>> begin Document

By default, Dataproc Serverless for Spark mounts Conda from the host to the /opt/dataproc/conda directory in the container at runtime. PYSPARK_PYTHON is set to /opt/dataproc/conda/bin/python. Its base directory, /opt/dataproc/conda/bin, is included in PATH.

You can include your Python environment with packages in a different directory in your custom container image, for example in /opt/conda, and set the PYSPARK_PYTHON environment variable to /opt/conda/bin/python.

Your custom container image can include other Python modules that are not part of the Python environment, for example, Python scripts with utility functions. Set the PYTHONPATH environment variable to include the directories where the modules are located.

R environment

You can customize the R environment in your custom container image using one of the following options: - use Conda to manage and install R packages from conda-forge channel - add an R repository for your container image Linux OS, and install R packages via the Linux OS package manager (see the R Software package index)

When you use either option, you must set the R_HOME environment variable to point to your custom R environment. Exception: If you are using Conda to both manage your R environment and customize your Python environment, you do not need to set the R_HOME environment variable; it is automatically set based on the PYSPARK_PYTHON environment variable.

Example custom container image build

Dockerfile

# Debian 11 is recommended.

>> end Document
>> begin The data

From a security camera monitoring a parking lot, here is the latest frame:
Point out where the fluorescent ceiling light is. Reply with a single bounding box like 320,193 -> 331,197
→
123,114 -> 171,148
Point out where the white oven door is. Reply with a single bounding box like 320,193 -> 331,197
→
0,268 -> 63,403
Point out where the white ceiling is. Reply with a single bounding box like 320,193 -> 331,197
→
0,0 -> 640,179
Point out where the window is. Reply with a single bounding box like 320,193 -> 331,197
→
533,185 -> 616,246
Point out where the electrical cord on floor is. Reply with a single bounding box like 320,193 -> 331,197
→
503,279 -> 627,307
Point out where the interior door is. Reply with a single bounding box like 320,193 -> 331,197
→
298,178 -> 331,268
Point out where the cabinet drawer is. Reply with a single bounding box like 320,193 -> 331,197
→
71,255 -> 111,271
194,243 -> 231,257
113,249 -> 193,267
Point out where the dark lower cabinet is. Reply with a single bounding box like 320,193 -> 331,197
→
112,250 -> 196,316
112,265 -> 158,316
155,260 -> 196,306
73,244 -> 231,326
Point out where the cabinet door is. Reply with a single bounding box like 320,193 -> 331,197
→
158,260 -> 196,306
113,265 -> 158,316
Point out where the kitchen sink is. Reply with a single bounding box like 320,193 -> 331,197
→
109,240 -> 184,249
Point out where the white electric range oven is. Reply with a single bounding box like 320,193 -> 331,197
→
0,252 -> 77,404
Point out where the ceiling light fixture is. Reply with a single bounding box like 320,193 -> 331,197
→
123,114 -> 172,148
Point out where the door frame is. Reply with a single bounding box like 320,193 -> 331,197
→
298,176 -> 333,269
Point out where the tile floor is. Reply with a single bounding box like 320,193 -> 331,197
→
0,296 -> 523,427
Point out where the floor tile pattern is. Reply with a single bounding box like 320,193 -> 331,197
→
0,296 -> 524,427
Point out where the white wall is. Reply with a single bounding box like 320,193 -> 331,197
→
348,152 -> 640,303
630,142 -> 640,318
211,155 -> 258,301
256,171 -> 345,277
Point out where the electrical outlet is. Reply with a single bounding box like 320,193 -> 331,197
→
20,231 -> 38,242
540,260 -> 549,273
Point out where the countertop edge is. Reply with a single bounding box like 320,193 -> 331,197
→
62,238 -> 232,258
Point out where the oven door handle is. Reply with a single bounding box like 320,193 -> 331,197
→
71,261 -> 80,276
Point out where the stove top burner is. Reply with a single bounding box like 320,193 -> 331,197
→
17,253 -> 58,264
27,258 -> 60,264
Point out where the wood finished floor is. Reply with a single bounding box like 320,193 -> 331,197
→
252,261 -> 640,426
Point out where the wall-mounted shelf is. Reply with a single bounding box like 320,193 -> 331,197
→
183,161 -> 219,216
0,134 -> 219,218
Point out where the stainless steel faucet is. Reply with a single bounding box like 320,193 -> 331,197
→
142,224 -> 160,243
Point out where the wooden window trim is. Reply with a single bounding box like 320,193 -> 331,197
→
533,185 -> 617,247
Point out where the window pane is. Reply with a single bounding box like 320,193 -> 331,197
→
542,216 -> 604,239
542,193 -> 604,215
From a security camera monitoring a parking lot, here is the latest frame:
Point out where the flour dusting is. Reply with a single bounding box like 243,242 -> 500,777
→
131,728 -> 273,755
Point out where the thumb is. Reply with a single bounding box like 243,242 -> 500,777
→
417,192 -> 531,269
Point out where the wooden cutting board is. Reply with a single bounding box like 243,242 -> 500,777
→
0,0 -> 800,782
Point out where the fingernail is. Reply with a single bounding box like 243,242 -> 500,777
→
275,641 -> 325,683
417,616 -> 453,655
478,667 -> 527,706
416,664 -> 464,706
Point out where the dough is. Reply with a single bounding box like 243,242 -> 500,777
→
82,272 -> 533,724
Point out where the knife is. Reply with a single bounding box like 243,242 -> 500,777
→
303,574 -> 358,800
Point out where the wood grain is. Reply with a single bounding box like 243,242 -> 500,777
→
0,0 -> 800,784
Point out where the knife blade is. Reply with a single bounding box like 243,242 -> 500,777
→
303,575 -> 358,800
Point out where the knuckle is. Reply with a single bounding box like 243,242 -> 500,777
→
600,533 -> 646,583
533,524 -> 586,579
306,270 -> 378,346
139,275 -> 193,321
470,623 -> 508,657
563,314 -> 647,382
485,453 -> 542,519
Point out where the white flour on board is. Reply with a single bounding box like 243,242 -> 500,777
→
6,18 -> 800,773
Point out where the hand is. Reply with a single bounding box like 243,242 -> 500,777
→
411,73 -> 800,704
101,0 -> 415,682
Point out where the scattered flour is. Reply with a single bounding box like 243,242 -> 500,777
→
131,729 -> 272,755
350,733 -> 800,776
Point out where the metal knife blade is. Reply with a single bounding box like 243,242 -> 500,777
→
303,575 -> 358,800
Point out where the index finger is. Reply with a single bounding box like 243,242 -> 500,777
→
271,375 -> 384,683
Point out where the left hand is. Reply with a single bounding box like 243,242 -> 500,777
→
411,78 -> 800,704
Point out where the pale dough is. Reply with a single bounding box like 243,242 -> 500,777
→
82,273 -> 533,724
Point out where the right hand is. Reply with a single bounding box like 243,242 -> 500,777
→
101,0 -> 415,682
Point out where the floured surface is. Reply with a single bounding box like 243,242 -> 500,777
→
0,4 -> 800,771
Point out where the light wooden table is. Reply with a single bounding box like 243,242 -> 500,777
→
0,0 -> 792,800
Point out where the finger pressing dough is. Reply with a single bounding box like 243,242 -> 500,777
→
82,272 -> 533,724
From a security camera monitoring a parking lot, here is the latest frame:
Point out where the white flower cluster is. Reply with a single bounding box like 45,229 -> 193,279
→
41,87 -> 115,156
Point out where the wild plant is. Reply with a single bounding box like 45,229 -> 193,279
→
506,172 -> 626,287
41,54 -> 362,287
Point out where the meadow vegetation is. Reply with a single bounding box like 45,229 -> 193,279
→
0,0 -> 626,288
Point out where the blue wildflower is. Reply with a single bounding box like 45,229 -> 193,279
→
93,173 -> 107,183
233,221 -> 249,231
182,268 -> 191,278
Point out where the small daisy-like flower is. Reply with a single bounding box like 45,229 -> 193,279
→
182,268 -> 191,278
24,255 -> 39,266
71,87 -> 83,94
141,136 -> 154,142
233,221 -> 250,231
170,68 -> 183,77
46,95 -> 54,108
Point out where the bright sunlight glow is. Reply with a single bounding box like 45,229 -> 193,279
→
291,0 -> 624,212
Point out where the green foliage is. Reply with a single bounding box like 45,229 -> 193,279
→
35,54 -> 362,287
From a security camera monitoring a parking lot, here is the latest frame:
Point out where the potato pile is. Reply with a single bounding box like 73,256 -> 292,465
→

>> end The data

§ **Directives**:
(A) In the records, from the first line through the line containing "123,114 -> 171,148", replace "fluorescent" with "overhead" and rewrite those lines with nothing else changed.
(B) Continue the text on Dataproc Serverless custom container images from where it stops.

§ **Final answers**:
(A)
From a security camera monitoring a parking lot, here is the latest frame:
Point out where the overhead ceiling light is. Reply with a single bounding box like 320,193 -> 331,197
→
123,114 -> 171,148

(B)
FROM debian:11-slim

# Suppress interactive prompts
ENV DEBIAN_FRONTEND=noninteractive

# (Required) Install utilities required by Spark scripts.
RUN apt update && apt install -y procps tini

# (Optional) Add extra jars.
ENV SPARK_EXTRA_JARS_DIR=/opt/spark/jars/
ENV SPARK_EXTRA_CLASSPATH='/opt/spark/jars/*'
RUN mkdir -p "${SPARK_EXTRA_JARS_DIR}"
COPY spark-bigquery-with-dependencies_2.12-0.22.2.jar "${SPARK_EXTRA_JARS_DIR}"

# (Optional) Install and configure Miniconda3.
ENV CONDA_HOME=/opt/miniconda3
ENV PYSPARK_PYTHON=${CONDA_HOME}/bin/python
ENV PATH=${CONDA_HOME}/bin:${PATH}
COPY Miniconda3-py39_4.10.3-Linux-x86_64.sh .
RUN bash Miniconda3-py39_4.10.3-Linux-x86_64.sh -b -p /opt/miniconda3 \
  && ${CONDA_HOME}/bin/conda config --system --set always_yes True \
  && ${CONDA_HOME}/bin/conda config --system --set auto_update_conda False \
  && ${CONDA_HOME}/bin/conda config --system --prepend channels conda-forge \
  && ${CONDA_HOME}/bin/conda config --system --set channel_priority strict

# (Optional) Install Conda packages.
#
# The following packages are installed in the default image, it is strongly
# recommended to include all of them.
#
# Use mamba to install packages quickly.
RUN ${CONDA_HOME}/bin/conda install mamba -n base -c conda-forge \
    && ${CONDA_HOME}/bin/mamba install \
      conda \
      cython \
      fastavro \
      fastparquet \
      gcsfs \
      google-cloud-bigquery-storage \
      google-cloud-bigquery[pandas] \
      google-cloud-bigtable \
      google-cloud-container \
      google-cloud-datacatalog \
      google-cloud-dataproc \
      google-cloud-datastore \
      google-cloud-language \
      google-cloud-logging \
      google-cloud-monitoring \
      google-cloud-pubsub \
      google-cloud-redis \
      google-cloud-spanner \
      google-cloud-speech \
      google-cloud-storage \
      google-cloud-texttospeech \
      google-cloud-translate \
      google-cloud-vision \
      koalas \
      matplotlib \
      nltk \
      numba \
      numpy \
      openblas \
      orc \
      pandas \
      pyarrow \
      pysal \
      pytables \
      python \
      regex \
      requests \
      rtree \
      scikit-image \
      scikit-learn \
      scipy \
      seaborn \
      sqlalchemy \
      sympy \
      virtualenv

# (Optional) Add extra Python modules.
ENV PYTHONPATH=/opt/python/packages
RUN mkdir -p "${PYTHONPATH}"
COPY test_util.py "${PYTHONPATH}"

# (Optional) Install R and R libraries.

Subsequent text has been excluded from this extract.